(EXERCISE PROMPT) Please quote every line word for word.

Items from a dataset
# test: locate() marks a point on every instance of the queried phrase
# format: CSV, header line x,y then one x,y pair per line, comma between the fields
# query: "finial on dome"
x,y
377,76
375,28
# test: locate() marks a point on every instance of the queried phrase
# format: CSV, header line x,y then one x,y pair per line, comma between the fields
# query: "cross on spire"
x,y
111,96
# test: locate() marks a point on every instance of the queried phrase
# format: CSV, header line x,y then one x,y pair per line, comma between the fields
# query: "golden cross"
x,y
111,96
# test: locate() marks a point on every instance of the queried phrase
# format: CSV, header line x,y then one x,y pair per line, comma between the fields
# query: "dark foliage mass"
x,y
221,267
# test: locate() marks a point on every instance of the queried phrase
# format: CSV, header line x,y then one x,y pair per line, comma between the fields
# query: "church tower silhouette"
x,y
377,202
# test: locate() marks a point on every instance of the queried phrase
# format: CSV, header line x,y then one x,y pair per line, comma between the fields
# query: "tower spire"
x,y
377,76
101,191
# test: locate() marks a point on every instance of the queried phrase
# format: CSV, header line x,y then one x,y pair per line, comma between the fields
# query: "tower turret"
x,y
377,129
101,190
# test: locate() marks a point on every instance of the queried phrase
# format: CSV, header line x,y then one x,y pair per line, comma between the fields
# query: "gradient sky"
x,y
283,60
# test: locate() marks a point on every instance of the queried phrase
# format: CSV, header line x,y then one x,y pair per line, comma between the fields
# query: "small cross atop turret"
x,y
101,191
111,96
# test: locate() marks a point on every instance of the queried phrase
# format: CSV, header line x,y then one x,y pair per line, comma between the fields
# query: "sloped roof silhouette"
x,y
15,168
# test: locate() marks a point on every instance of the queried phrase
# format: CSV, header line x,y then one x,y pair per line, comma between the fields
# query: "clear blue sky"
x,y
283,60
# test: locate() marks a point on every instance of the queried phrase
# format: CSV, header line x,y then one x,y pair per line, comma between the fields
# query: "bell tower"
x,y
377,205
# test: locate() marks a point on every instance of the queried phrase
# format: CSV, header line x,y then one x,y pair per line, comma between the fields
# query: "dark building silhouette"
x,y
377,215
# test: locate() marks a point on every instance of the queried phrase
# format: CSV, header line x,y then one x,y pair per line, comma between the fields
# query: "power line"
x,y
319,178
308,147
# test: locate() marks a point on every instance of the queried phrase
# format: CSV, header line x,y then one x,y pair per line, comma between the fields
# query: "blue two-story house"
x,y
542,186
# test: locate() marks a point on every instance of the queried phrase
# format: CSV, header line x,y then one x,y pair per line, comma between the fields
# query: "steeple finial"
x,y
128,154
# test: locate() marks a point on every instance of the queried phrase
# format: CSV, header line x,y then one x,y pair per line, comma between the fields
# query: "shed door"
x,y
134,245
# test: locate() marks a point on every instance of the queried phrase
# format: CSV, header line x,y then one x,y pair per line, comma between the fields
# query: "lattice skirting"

(ANSWER FOR THIS EXERCISE)
# test: locate() marks a point on every instance of the queried phrase
# format: CSV, header line x,y then one x,y pair per line, comma between the fields
# query: "finial on dome"
x,y
377,76
375,28
# test: locate() marks a point on every instance of the queried phrase
# format: CSV, header line x,y then one x,y pair per line, comma between the fields
# query: "cross on spire"
x,y
111,96
# test: locate() marks a point on every instance of the queried phrase
# format: CSV, header line x,y then one x,y pair per line, comma between the fields
# query: "golden cross"
x,y
111,96
# test: locate() marks a point on every instance of the queried phrase
# format: CSV, header line x,y then one x,y pair per line, comma between the fields
# query: "dark foliage mass"
x,y
221,267
# test: locate() marks a point on every instance of the queried phrase
# format: CSV, header line x,y then one x,y pair per line, comma between the fields
# query: "church tower silhouette"
x,y
377,202
# test: locate() marks a point on every instance of the queried phrase
# format: CSV, header line x,y then one x,y pair per line, comma between the fields
# query: "tower spire"
x,y
377,76
101,191
# test: locate() marks a point on every instance of the queried phrase
# format: CSV, header line x,y then one x,y pair per line, comma between the fields
# query: "tower turret"
x,y
377,129
101,190
# test: locate() marks a point on every instance of the queried phrase
# format: CSV, header line x,y then one x,y pair per line, comma between the fields
# query: "gradient sky"
x,y
283,60
# test: locate() marks a point on every instance of the queried phrase
# format: CSV, header line x,y then one x,y pair per line, comma between the fields
# query: "small cross atop turret"
x,y
101,191
111,96
# test: locate() marks a point on every instance of the queried phrase
# format: CSV, header line x,y then one x,y pair per line, comma between the fields
# query: "sloped roof silhouette"
x,y
15,168
# test: locate() marks a point on every instance of the queried phrase
# format: CSV, header line x,y then one x,y pair per line, comma between the fields
# query: "clear blue sky"
x,y
283,60
# test: locate() marks a point on every instance of the queried phrase
# format: CSV, header line x,y then one x,y pair per line, comma between the fields
# query: "bell tower"
x,y
377,205
# test: locate() marks a point on every instance of the queried phrase
# format: CSV, header line x,y then one x,y pair per line, comma between the fields
# query: "dark building silhouette"
x,y
377,215
# test: locate() marks a point on every instance of the queried phrase
# format: CSV, header line x,y then one x,y pair per line, comma between the fields
# query: "power line"
x,y
319,178
308,147
# test: locate() marks a point on every instance of the queried phrase
# format: CSV, header line x,y then one x,y pair per line, comma between the fields
# query: "blue two-story house"
x,y
542,186
# test: locate() marks a point on every instance of the queried phrase
# format: CSV, header line x,y then one x,y pair per line, comma between the fields
# query: "steeple finial"
x,y
128,154
# test: locate() marks a point on every instance of the queried phrase
# format: CSV, header line x,y then one x,y pair per line, comma between the fields
# query: "shed door"
x,y
134,245
# test: locate() marks a point on every instance of the queried phrase
# format: CSV, header line x,y then one x,y pair per line, comma between the fields
# query: "lattice skirting"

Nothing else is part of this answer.